Task instructions:
Convert the part of the data that opens with the line containing "# target: carved floral ornament" and closes with the line containing "168 55 L 175" into a two-column CSV with the headers input and output. Put each text in input and its answer in output, one row per pair, with each field quoted and line breaks replaced by spaces.
::: Dataset content :::
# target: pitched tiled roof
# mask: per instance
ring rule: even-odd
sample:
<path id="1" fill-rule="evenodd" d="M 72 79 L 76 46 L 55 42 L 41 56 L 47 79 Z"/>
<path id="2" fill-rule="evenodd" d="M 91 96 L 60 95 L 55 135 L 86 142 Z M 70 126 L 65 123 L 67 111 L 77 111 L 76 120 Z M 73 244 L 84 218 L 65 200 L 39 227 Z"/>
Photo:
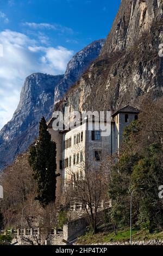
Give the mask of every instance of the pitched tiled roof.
:::
::: Dataset content :::
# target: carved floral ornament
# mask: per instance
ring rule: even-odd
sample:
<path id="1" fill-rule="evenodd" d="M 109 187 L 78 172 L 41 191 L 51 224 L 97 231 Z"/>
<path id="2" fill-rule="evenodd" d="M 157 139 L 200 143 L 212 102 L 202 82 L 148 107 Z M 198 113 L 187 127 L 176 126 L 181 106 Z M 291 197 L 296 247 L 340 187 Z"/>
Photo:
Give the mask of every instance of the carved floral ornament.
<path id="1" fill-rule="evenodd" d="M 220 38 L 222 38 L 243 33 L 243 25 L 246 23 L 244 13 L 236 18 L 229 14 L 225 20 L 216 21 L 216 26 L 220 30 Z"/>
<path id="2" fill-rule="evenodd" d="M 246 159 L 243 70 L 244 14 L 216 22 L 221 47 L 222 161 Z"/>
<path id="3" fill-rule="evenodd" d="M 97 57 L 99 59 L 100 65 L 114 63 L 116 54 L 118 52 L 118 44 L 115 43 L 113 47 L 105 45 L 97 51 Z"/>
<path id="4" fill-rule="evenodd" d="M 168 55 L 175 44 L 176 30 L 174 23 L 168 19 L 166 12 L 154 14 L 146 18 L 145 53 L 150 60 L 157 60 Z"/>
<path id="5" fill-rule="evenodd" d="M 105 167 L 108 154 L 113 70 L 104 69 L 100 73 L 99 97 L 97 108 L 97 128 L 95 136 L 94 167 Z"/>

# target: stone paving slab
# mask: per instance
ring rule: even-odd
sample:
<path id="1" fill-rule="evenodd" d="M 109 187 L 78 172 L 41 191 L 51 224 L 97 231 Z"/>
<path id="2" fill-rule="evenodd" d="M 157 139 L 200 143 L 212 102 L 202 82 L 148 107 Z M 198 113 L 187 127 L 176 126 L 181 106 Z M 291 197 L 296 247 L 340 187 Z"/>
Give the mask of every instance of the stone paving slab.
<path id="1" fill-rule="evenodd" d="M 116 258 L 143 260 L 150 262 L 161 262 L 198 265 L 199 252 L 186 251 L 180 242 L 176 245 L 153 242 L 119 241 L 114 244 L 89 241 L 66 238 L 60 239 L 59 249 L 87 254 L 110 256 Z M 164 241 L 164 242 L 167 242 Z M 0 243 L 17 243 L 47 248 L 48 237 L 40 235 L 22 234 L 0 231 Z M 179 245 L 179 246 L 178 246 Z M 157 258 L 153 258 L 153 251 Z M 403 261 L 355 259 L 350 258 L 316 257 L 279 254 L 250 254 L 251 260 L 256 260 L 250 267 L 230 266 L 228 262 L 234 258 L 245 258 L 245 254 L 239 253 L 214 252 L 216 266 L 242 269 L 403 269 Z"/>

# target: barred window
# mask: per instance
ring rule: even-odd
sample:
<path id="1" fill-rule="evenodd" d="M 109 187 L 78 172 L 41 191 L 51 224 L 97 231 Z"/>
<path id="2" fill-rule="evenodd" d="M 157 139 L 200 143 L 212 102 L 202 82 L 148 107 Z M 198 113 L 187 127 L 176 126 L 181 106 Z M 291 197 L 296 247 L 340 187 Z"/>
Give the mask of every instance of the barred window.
:::
Correct response:
input,output
"# target: carved floral ornament # mask: per instance ring rule: even-odd sample: <path id=""1"" fill-rule=""evenodd"" d=""M 109 187 L 78 172 L 41 191 L 51 224 L 97 231 Z""/> <path id=""2"" fill-rule=""evenodd"" d=""M 157 139 L 200 143 L 212 102 L 202 82 L 148 107 Z M 198 113 L 187 127 L 176 126 L 181 106 Z M 291 197 L 296 247 L 340 187 Z""/> Photo: Give the mask of every instance of the carved floral ornament.","<path id=""1"" fill-rule=""evenodd"" d=""M 220 38 L 222 38 L 243 33 L 243 25 L 246 23 L 244 13 L 236 18 L 229 14 L 225 20 L 216 21 L 216 26 L 220 30 Z""/> <path id=""2"" fill-rule=""evenodd"" d=""M 246 159 L 243 70 L 244 14 L 216 22 L 221 47 L 222 161 Z""/> <path id=""3"" fill-rule=""evenodd"" d=""M 97 57 L 99 59 L 100 65 L 114 63 L 116 54 L 118 52 L 118 44 L 115 43 L 113 47 L 105 45 L 97 51 Z""/> <path id=""4"" fill-rule=""evenodd"" d=""M 168 55 L 175 44 L 176 30 L 174 23 L 168 19 L 166 12 L 154 14 L 146 18 L 145 53 L 150 60 L 157 60 Z""/>"